● **INSTRUÇÕES DA TAREFA**:
Transcreva na íntegra, sem qualquer alteração, o texto abaixo sobre a produção de máscaras de capulana em Maputo.

● **EXCERTO**:
**********

Foto: DW/R. da Silva
Tradição em capulanas
Na baixa de Maputo, a "Casa Elefante" é uma das mais antigas casas de venda de capulana da capital moçambicana. Vende variados tipos do produto. São muitas as senhoras que se deslocam ao local para a compra deste artigo para a produção das máscaras. As casas de venda de capulana passaram a ter muita afluência para responderem à grande procura pelos artigos por causa do coronavírus.
Foto: DW/R. da Silva
Produção caseira
Esta alfaiataria caseira funciona há cerca de 15 anos, em Maputo. Antes, a proprietária dedicava-se a costurar uniformes escolares. Por causa do coronavírus, passou a investir mais na produção de máscaras. Ela vende aos informais a um preço de 0,20 euros cada unidade.
Foto: DW/R. da Silva
Aproveitar a demanda
A alfaiataria da Luísa e da Fátima dedica-se à produção de vestuário de noivas e não só, mas também à sua consertação. Quando começou a procura pelas máscaras de produção com recurso à capulana, as duas empreendedoras tiveram que redobrar os esforços para produzi-las sem pôr em causa a confecção habitual. O rendimento diário subiu de cerca de 40 euros para 60 euros, dizem.

**********

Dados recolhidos

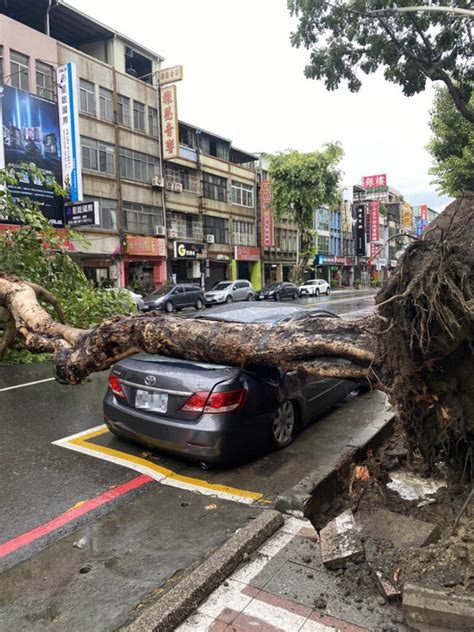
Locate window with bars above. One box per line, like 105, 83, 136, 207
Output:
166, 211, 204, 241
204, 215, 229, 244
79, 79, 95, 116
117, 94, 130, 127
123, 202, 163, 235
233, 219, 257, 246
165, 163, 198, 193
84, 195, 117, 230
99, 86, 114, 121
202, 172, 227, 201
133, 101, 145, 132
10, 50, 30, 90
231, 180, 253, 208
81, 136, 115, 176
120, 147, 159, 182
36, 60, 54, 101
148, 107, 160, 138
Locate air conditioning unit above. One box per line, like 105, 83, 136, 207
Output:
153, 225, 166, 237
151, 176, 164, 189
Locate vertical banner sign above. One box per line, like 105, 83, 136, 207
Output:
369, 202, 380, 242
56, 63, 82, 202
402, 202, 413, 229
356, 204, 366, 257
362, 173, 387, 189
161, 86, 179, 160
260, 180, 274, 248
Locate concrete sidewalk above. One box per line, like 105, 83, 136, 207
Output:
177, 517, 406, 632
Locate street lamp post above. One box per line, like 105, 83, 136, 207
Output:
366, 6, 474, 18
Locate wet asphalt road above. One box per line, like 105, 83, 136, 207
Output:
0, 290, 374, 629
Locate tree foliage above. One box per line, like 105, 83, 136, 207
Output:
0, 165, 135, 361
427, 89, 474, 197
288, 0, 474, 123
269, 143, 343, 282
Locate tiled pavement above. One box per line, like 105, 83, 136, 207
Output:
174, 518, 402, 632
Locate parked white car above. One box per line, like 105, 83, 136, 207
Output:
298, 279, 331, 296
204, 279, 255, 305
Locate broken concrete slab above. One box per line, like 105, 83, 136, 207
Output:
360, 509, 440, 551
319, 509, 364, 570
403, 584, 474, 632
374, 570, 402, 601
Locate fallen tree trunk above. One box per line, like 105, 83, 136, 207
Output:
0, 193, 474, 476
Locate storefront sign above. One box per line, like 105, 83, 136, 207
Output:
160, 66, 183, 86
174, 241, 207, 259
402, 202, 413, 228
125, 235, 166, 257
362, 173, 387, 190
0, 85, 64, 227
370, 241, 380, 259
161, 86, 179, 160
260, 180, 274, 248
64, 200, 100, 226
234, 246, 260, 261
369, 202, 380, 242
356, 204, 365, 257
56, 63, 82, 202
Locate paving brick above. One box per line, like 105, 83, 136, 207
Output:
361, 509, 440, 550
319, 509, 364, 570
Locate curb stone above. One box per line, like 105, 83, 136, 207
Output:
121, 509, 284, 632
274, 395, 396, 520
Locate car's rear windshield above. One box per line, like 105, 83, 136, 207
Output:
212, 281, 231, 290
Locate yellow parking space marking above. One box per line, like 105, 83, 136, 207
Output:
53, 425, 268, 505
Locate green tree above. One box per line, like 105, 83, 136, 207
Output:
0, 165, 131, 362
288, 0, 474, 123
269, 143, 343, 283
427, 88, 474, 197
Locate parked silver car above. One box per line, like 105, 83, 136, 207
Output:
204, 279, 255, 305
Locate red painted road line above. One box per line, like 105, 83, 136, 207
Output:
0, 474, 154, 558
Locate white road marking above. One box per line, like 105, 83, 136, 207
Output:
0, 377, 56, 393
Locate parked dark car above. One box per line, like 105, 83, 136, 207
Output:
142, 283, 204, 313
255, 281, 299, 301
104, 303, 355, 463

**********

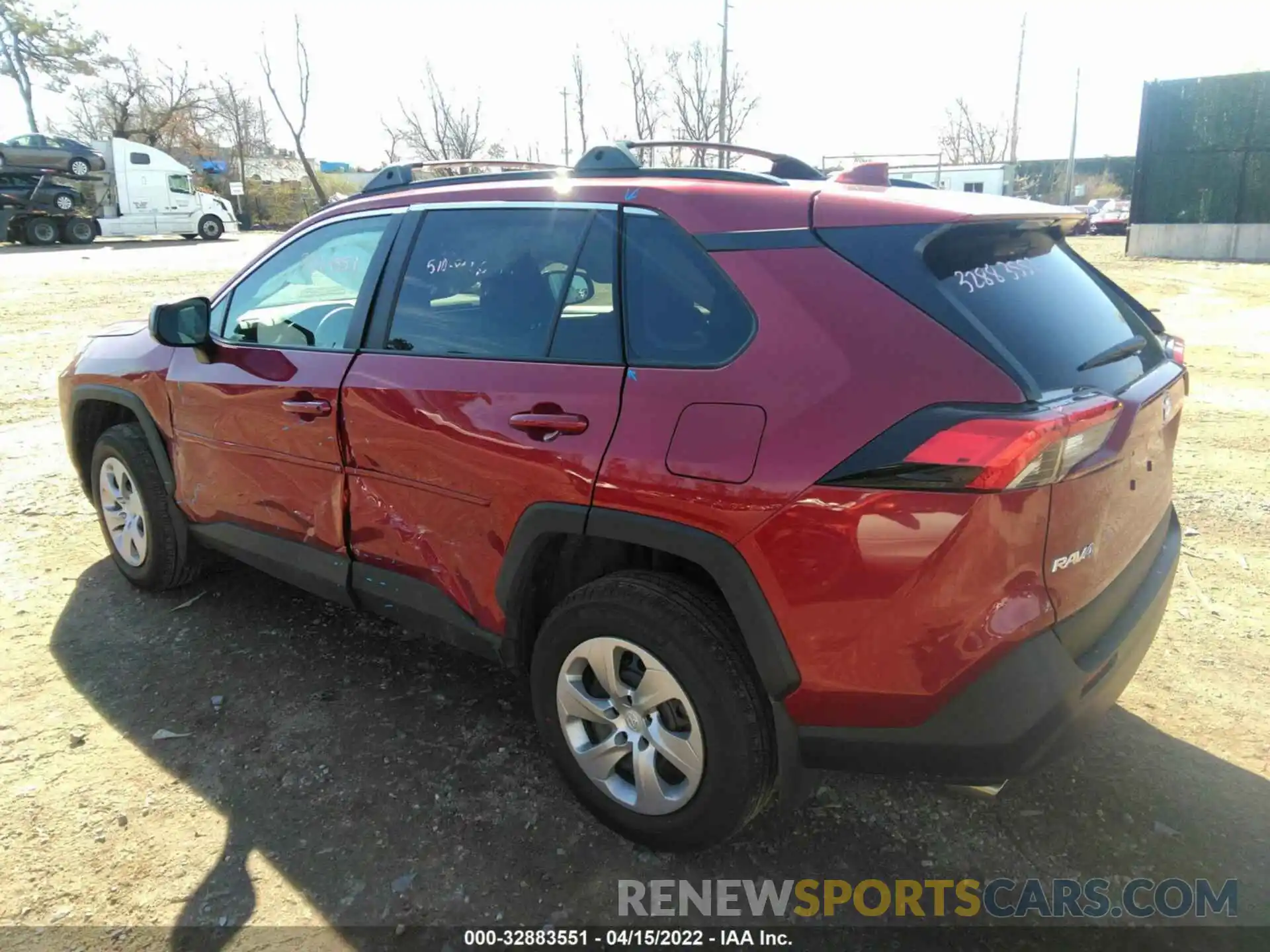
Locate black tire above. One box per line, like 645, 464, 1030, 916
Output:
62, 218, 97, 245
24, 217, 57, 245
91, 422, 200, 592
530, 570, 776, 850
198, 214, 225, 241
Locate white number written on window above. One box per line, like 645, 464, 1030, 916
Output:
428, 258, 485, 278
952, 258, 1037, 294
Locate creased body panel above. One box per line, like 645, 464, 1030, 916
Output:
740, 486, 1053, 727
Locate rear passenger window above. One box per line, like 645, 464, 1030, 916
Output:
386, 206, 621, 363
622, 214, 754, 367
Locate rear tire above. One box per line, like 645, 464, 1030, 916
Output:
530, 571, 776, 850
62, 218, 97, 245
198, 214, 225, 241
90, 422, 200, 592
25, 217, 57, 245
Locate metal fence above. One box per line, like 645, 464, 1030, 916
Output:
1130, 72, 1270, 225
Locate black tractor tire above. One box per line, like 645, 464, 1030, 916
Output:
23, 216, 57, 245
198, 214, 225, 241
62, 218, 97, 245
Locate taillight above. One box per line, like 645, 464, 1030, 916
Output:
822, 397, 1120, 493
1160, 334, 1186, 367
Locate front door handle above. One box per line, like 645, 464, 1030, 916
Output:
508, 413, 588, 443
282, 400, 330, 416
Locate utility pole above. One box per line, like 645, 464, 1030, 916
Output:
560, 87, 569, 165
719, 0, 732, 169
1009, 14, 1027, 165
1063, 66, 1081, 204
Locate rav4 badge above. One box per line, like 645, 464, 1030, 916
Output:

**********

● **ÁREA DE RESPOSTA**:
Foto: DW/R. da Silva
Tradição em capulanas
Na baixa de Maputo, a "Casa Elefante" é uma das mais antigas casas de venda de capulana da capital moçambicana. Vende variados tipos do produto. São muitas as senhoras que se deslocam ao local para a compra deste artigo para a produção das máscaras. As casas de venda de capulana passaram a ter muita afluência para responderem à grande procura pelos artigos por causa do coronavírus.
Foto: DW/R. da Silva
Produção caseira
Esta alfaiataria caseira funciona há cerca de 15 anos, em Maputo. Antes, a proprietária dedicava-se a costurar uniformes escolares. Por causa do coronavírus, passou a investir mais na produção de máscaras. Ela vende aos informais a um preço de 0,20 euros cada unidade.
Foto: DW/R. da Silva
Aproveitar a demanda
A alfaiataria da Luísa e da Fátima dedica-se à produção de vestuário de noivas e não só, mas também à sua consertação. Quando começou a procura pelas máscaras de produção com recurso à capulana, as duas empreendedoras tiveram que redobrar os esforços para produzi-las sem pôr em causa a confecção habitual. O rendimento diário subiu de cerca de 40 euros para 60 euros, dizem.